:: TÂCHES À RÉALISER ::
- 1) Indiquez si chacune des affirmations suivantes concorde avec l'extrait, en répondant oui ou non et en citant à l'identique les mots de l'extrait qui tranchent. (a) Wheeler y est présenté comme un physicien américain. (b) D'après l'extrait, le calcul doit produire une idée. (c) Les protocoles que les médecins doivent appliquer sont décidés dans leurs cabinets.
- 2) Recopiez l'extrait en commençant par « Les hommes veulent » et en poursuivant jusqu'à « du plaisir autrement. ».
- 3) Relevez toutes les personnes nommées dans l'extrait.

Il faut avoir acquis une certaine vitesse — vitesse acquise par une vie de travail et d'étude, par la discipline (de la discipline) — pour que, sur cette lancée, et sans imprimer de force supplémentaire, la découverte survienne naturellement. Alors, le moins est le plus. La vitesse acquise permet, grâce à la force accumulée (force accumulée qui est en elle-même de l'information), de ne plus faire d'efforts pour parvenir au but, qui alors, s'atteint sans aucun travail. C'est le sens de la célèbre phrase de Picasso : « Je ne cherche pas, je trouve. » 

John Archibald Wheeler, un grand physicien américain, "père" des trous noirs, a une formule très drôle, et que je crois très juste. Il dit : « Ne jamais faire de calculs avant d'en connaître le résultat. » Le calcul peut corroborer une idée, mais il ne doit pas la produire. Le calcul n'est qu'une vérification a posteriori. Commencez donc par observer !

jeudi 16 avril 2020

Le Mal en patience (2)


La science a mis la main sur la médecine, ou bien, pour parler comme Renaud Camus, la médecine a été remplacée par la science médicale. Toute la crise actuelle nous le démontre. D'ailleurs, ce n'est pas une crise, c'est une révolution, c'est un changement anthropologique profond, qui accompagne d'autres changements anthropologiques profonds. Une remplacement ne va pas sans d'autres remplacements. Le Remplacisme n'est pas seulement une théorie, c'est une puissante vague de fond qui déferle sur le réel, et qui le retourne — nous en avons tous les jours la démonstration. 

Les médecins veulent soigner. La Science leur répond qu'ils n'en ont plus le droit. Ils doivent appliquer des protocoles qui sont décidés ailleurs que dans leurs cabinets, en dehors du face à face du médecin et du malade, face-à-face qui constituait jusqu'alors la base de la médecine. 

Les nations veulent exister en tant que nations, on leur répond qu'elles n'en ont plus le droit. Elles doivent appliquer les règles qui ont été décidées ailleurs qu'au sein de leurs peuples, peuples qui n'ont plus de légitimité, peuples à qui l'on ne demande plus leur avis avant de décider d'eux. 

Les hommes veulent exister en tant qu'hommes, les femmes veulent exister en tant que femmes, mais on leur fait savoir que ces vieilles notions ne recouvrent plus rien. La sexualité est abolie. Ne vous inquiétez pas, on vous fournira du plaisir autrement.

:: Éléments d'un jeu de données ::
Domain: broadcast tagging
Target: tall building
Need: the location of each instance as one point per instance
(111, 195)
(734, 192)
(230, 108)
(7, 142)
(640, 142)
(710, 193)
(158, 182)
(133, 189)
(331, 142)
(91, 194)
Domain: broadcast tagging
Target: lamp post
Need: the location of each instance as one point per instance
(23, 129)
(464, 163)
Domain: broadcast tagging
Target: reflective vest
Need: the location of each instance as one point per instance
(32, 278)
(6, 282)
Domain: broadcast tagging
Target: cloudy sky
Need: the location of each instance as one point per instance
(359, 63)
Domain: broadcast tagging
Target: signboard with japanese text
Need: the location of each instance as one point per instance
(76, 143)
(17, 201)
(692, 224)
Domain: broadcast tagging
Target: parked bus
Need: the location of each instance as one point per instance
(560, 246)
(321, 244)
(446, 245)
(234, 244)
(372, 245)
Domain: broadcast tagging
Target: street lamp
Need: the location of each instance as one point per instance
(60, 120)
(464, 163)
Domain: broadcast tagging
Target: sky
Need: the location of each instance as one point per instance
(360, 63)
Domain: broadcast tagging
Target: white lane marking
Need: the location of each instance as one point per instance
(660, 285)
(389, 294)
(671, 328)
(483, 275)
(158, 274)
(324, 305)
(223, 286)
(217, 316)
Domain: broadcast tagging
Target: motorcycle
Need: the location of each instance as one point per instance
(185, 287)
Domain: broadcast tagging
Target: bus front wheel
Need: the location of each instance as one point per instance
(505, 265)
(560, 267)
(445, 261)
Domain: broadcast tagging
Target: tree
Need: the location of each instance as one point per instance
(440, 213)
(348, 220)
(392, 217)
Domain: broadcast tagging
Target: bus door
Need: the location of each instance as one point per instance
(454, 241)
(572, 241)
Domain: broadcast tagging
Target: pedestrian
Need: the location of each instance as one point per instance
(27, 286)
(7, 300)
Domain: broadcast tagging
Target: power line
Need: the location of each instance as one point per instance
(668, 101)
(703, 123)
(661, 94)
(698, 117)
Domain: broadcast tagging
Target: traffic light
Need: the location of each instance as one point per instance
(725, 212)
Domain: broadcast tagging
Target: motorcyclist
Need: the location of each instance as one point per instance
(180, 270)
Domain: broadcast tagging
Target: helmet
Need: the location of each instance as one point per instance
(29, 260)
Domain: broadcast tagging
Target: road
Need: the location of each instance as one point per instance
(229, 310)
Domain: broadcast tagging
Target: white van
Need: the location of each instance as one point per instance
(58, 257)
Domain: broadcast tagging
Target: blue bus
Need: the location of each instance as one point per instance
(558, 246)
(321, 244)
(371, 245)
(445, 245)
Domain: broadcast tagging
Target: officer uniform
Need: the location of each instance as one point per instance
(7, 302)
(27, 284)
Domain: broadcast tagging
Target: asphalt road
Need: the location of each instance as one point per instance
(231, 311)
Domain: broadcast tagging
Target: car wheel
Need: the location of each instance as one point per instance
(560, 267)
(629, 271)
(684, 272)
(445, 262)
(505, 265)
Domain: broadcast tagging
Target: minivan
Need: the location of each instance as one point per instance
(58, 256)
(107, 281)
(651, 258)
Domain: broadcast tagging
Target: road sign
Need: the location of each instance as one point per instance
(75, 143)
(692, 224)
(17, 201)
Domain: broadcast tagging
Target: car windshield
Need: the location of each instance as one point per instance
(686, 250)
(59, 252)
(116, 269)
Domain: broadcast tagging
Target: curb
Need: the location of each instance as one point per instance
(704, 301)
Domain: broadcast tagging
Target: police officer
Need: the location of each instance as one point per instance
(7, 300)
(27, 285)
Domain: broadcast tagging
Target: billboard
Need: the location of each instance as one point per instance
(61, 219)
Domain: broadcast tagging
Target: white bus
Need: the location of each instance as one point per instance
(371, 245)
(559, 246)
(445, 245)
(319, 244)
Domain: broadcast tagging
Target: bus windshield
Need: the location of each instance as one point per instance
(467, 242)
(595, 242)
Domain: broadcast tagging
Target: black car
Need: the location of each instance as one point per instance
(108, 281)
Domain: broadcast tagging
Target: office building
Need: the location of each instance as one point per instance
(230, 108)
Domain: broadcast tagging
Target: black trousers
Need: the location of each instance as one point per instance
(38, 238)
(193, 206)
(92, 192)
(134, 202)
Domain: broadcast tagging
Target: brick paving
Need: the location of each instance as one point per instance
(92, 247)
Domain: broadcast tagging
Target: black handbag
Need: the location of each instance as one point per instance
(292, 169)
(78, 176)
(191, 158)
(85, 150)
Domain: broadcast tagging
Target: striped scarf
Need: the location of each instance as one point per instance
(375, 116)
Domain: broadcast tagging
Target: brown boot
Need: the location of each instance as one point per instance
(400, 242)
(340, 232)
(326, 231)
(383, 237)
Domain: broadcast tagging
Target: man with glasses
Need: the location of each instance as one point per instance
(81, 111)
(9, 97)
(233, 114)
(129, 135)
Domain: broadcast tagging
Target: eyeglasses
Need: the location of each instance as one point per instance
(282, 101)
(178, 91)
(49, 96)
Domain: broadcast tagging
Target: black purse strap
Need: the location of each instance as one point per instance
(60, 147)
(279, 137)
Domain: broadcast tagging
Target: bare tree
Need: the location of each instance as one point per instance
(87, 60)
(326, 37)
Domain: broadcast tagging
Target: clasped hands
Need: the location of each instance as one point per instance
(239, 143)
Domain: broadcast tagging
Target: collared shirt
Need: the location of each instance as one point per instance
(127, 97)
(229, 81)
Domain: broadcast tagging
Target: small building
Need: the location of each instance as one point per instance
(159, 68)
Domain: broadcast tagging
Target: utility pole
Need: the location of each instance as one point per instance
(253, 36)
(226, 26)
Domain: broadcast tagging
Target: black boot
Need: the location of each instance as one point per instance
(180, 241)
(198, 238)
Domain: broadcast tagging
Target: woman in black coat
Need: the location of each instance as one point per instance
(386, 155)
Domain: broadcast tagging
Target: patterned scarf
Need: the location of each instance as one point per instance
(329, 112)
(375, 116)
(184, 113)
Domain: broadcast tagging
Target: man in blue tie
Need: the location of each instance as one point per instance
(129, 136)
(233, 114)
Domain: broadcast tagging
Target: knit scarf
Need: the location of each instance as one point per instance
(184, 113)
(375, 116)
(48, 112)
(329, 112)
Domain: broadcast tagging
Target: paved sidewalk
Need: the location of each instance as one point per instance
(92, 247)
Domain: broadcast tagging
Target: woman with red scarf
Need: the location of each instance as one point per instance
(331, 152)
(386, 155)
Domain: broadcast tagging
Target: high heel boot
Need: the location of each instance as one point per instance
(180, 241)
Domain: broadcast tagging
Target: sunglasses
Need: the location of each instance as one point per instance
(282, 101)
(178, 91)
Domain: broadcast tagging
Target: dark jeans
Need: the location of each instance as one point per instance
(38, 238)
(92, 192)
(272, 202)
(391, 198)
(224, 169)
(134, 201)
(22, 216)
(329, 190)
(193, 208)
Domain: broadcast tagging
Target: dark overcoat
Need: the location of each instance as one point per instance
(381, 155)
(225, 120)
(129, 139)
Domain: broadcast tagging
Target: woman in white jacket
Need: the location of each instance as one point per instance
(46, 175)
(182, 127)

:: RÉSULTATS PAR TÂCHE ::
- 1)
(a) Oui : « John Archibald Wheeler, un grand physicien américain ».
(b) Non : « Le calcul peut corroborer une idée, mais il ne doit pas la produire. »
(c) Non : « Ils doivent appliquer des protocoles qui sont décidés ailleurs que dans leurs cabinets ».

- 2)
Les hommes veulent exister en tant qu'hommes, les femmes veulent exister en tant que femmes, mais on leur fait savoir que ces vieilles notions ne recouvrent plus rien. La sexualité est abolie. Ne vous inquiétez pas, on vous fournira du plaisir autrement.

- 3)
Picasso
John Archibald Wheeler
Renaud Camus